Dataset excerpts ->
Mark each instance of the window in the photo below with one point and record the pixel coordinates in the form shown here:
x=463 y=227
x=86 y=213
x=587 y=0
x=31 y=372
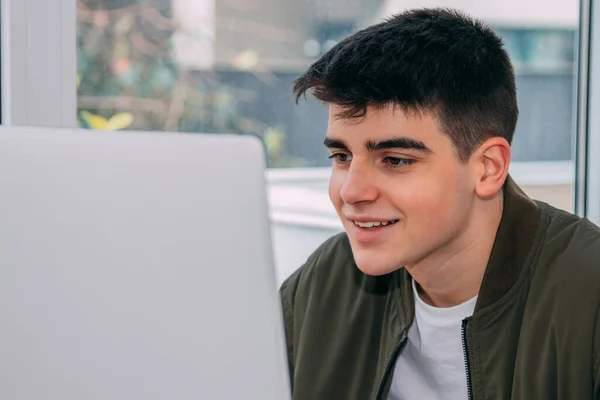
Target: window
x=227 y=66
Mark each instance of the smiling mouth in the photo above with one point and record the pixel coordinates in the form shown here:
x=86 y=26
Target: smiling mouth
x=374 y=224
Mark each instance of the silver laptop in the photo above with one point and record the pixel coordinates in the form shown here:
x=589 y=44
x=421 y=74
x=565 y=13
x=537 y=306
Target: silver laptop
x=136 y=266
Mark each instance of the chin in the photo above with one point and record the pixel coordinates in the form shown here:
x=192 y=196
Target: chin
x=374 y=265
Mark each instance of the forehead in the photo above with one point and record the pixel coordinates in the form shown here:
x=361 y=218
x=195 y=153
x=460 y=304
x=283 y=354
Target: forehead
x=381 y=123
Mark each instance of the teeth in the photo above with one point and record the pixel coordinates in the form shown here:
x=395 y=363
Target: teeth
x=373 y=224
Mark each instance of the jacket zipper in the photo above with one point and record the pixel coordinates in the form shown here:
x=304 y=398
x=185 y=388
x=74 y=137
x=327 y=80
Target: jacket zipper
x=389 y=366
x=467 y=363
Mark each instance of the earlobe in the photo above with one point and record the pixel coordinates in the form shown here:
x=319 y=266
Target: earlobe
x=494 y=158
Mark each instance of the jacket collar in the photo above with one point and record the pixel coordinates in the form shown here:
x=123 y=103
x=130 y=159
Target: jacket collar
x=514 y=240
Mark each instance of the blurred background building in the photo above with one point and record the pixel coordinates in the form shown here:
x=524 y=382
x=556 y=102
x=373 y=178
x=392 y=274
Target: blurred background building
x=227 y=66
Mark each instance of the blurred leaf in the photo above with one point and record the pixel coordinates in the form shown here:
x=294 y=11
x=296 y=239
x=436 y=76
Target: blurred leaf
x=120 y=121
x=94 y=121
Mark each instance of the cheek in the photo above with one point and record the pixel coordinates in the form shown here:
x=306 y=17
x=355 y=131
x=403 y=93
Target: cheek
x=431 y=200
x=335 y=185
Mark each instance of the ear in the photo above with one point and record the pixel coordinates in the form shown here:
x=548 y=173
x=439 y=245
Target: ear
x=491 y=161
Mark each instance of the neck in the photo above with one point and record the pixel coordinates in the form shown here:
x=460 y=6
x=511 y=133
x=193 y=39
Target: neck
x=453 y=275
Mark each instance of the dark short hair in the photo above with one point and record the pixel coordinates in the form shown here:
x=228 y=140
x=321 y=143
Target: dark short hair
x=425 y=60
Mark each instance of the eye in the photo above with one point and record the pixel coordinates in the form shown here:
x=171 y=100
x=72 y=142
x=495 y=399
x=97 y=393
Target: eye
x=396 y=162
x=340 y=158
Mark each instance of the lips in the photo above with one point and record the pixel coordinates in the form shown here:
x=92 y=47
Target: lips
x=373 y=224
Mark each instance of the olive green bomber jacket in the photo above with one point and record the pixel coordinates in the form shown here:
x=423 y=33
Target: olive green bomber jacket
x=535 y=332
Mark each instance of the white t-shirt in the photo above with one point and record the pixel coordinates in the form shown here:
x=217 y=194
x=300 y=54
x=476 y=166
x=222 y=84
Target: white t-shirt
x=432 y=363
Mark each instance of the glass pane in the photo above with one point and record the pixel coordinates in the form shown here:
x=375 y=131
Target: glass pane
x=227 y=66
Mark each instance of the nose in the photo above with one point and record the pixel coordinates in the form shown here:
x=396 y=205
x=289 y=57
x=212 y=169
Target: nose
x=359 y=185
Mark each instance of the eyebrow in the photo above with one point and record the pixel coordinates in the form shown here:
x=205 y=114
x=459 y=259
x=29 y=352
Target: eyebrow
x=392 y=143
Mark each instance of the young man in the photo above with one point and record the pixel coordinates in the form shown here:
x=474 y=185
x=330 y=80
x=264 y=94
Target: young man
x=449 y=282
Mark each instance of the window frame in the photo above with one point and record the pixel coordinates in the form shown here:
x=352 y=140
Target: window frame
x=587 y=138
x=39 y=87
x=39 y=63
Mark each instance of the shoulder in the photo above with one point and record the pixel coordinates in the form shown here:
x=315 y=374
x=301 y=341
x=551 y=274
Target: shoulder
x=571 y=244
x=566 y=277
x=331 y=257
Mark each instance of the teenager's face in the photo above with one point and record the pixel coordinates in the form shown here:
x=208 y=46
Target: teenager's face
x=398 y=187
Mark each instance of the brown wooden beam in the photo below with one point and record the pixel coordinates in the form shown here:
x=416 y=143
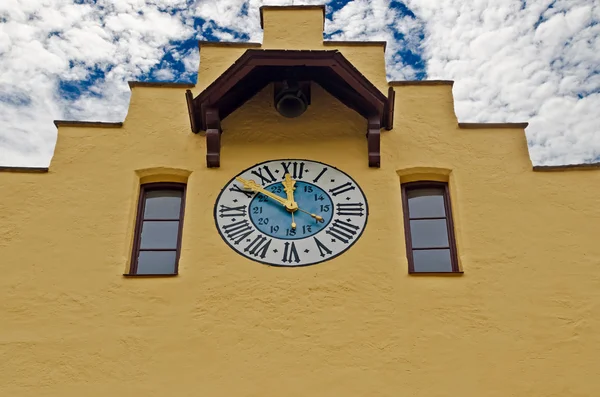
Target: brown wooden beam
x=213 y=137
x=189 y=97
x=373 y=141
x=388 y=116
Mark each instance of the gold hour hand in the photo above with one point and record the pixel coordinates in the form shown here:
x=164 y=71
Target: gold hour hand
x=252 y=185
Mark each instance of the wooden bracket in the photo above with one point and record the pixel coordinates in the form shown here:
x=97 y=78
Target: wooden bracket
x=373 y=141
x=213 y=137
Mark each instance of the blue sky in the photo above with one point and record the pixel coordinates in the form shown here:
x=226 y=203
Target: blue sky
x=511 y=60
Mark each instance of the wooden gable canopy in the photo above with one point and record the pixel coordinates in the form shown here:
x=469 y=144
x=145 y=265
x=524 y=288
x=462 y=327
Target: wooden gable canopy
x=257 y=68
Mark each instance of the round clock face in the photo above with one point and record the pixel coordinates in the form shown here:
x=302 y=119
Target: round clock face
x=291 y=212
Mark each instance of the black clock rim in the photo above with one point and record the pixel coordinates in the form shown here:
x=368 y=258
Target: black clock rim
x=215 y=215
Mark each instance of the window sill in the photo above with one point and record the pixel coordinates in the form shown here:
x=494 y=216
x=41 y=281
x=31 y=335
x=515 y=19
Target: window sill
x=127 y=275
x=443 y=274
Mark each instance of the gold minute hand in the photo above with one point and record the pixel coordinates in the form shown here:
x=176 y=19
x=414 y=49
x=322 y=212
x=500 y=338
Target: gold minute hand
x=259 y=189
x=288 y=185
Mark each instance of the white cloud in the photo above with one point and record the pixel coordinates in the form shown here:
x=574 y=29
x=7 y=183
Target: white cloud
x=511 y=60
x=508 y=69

Task prompt -> Reproduce every item above word for word, leaving out the pictures.

Solution for this exercise ->
Mark each instance of the window in the photo below with one point and record the pixel coordinates in the form shown here:
x=463 y=227
x=86 y=213
x=587 y=0
x=31 y=372
Target: window
x=227 y=66
Mark each instance of the smiling mouth in the photo above with one point and record the pixel coordinates in the form shown here:
x=86 y=26
Target: smiling mouth
x=374 y=224
Mark each instance of the silver laptop in the photo above with one point and record the pixel coordinates in the form shown here:
x=589 y=44
x=421 y=74
x=565 y=13
x=537 y=306
Target: silver laptop
x=136 y=266
Mark each instance of the chin in the photo above with one point and record the pixel coordinates in the form shown here:
x=192 y=196
Target: chin
x=374 y=265
Mark each instance of the forehead in the photo above with one point and record the pixel coordinates in the form shown here:
x=361 y=218
x=195 y=153
x=460 y=304
x=283 y=354
Target: forehead
x=381 y=123
Mark each instance of the teeth in the photo above with one point and record the pixel coordinates in the form shown here:
x=395 y=363
Target: teeth
x=373 y=224
Mark each instance of the jacket zipper in the photo above with one point and record the pixel coordinates in the form shown here:
x=304 y=398
x=185 y=388
x=74 y=137
x=327 y=80
Target: jacket zipper
x=389 y=366
x=467 y=363
Mark each instance of the earlobe in the photo above with one point and record the pixel coordinates in the form shown here:
x=319 y=266
Target: earlobe
x=494 y=158
Mark each instance of the jacket collar in the photo above with one point and record the pixel coordinates in the form shown here:
x=123 y=103
x=130 y=159
Target: jacket collar
x=514 y=240
Mark each instance of the blurred background building in the photo above with one point and record the pixel coordinates in the form shown here:
x=524 y=382
x=556 y=102
x=373 y=178
x=392 y=274
Target: blurred background building
x=227 y=66
Mark each instance of the blurred leaf in the photo above with one point and record the pixel coordinates in the form shown here:
x=294 y=11
x=296 y=239
x=436 y=76
Target: blurred leaf
x=120 y=121
x=94 y=121
Mark each instance of the cheek in the photo above with one point and record the pixel coordinates in the form shown here:
x=306 y=17
x=355 y=131
x=403 y=93
Target: cheek
x=431 y=200
x=335 y=185
Mark each instance of the ear in the photo above with one point and record the pixel coordinates in the form shown here:
x=548 y=173
x=439 y=245
Target: ear
x=491 y=161
Mark each instance of the neck in the photo above with one point and record the pixel coordinates in the form shown here:
x=460 y=6
x=511 y=133
x=193 y=39
Target: neck
x=453 y=275
Mark each instance of the dark short hair in the photo above with one point and record the pixel coordinates in the form shown here:
x=228 y=140
x=321 y=143
Target: dark short hair
x=425 y=60
Mark each instance of the eye in the photo above with one point and record the pixel coordinates in the form shown here:
x=171 y=100
x=72 y=142
x=495 y=399
x=97 y=393
Target: eye
x=396 y=162
x=340 y=158
Mark each instance of the lips in the photo above with one point and record the pixel coordinates in the form shown here:
x=92 y=47
Target: lips
x=373 y=224
Mark each instance of the olive green bomber jacket in the photo above with one point and record the pixel coordinates in the form shown here:
x=423 y=33
Target: olive green bomber jacket
x=535 y=332
Mark each instance of the white t-shirt in the photo above with one point and record the pixel coordinates in the form shown here:
x=217 y=194
x=300 y=54
x=476 y=166
x=222 y=84
Target: white t-shirt
x=432 y=363
Mark each instance of the glass pane in the photo above with one point and record the pixel coordinates in the form shown here:
x=375 y=131
Target: glass pane
x=227 y=66
Mark each instance of the nose in the photo above with one point and record the pixel coordinates in the form shown here:
x=396 y=205
x=289 y=57
x=212 y=169
Target: nose
x=359 y=185
Mark each instance of the eyebrow in the photo above with one point and record the pixel coordinates in the form shown here:
x=205 y=114
x=459 y=259
x=29 y=352
Target: eyebrow
x=392 y=143
Mark each instance of the young man in the photo above with one point and record the pixel coordinates in the form shown here:
x=474 y=185
x=330 y=80
x=264 y=94
Target: young man
x=449 y=282
Mark each instance of the window frame in the photo above with one point and record the pixel coordinates in the form shown here:
x=352 y=140
Target: window frame
x=587 y=138
x=39 y=87
x=39 y=63
Mark each instance of the shoulder in the photo above with one point and record the pixel coordinates in the form shown here:
x=315 y=374
x=301 y=341
x=551 y=274
Target: shoulder
x=571 y=244
x=566 y=277
x=331 y=257
Mark each instance of the teenager's face in the photo above with one point and record the pixel coordinates in the form shown here:
x=208 y=46
Target: teenager's face
x=398 y=187
Mark each instance of the brown wooden beam in the photo below with one point and record the pixel coordinates in the form shown here:
x=416 y=143
Target: brown wooden beam
x=213 y=137
x=189 y=97
x=373 y=141
x=388 y=116
Mark each instance of the gold hour hand in the photo above with one point and record the pixel coordinates in the form shown here:
x=164 y=71
Target: gold hour hand
x=252 y=185
Mark each instance of the wooden bracket in the photo above with one point and record the pixel coordinates in the form shown here:
x=97 y=78
Target: wooden bracket
x=373 y=141
x=213 y=137
Mark each instance of the blue sky in the photo above with one point and record the pixel coordinates in the form shown here:
x=226 y=203
Target: blue sky
x=511 y=60
Mark each instance of the wooden gable canopy in the photo above with one point and record the pixel coordinates in the form shown here:
x=469 y=144
x=145 y=265
x=524 y=288
x=462 y=327
Target: wooden gable canopy
x=257 y=68
Mark each instance of the round clock face in the photo above with one point and record the pixel coordinates in the form shown here:
x=302 y=119
Target: round clock face
x=291 y=212
Mark each instance of the black clock rim in the photo above with one point and record the pixel coordinates in the form shown here:
x=368 y=258
Target: black clock rim
x=215 y=215
Mark each instance of the window sill in the photo above with one point and record the pixel coordinates in the form shown here:
x=494 y=216
x=41 y=281
x=31 y=335
x=515 y=19
Target: window sill
x=127 y=275
x=443 y=274
Mark each instance of the gold minute hand in the photo above with one point and record the pixel coordinates in the form shown here:
x=176 y=19
x=414 y=49
x=322 y=212
x=500 y=338
Target: gold minute hand
x=259 y=189
x=288 y=185
Mark each instance of the white cloud in the photo above with one point and record the pixel coordinates in the form shown here:
x=574 y=29
x=7 y=183
Target: white cloud
x=511 y=60
x=508 y=69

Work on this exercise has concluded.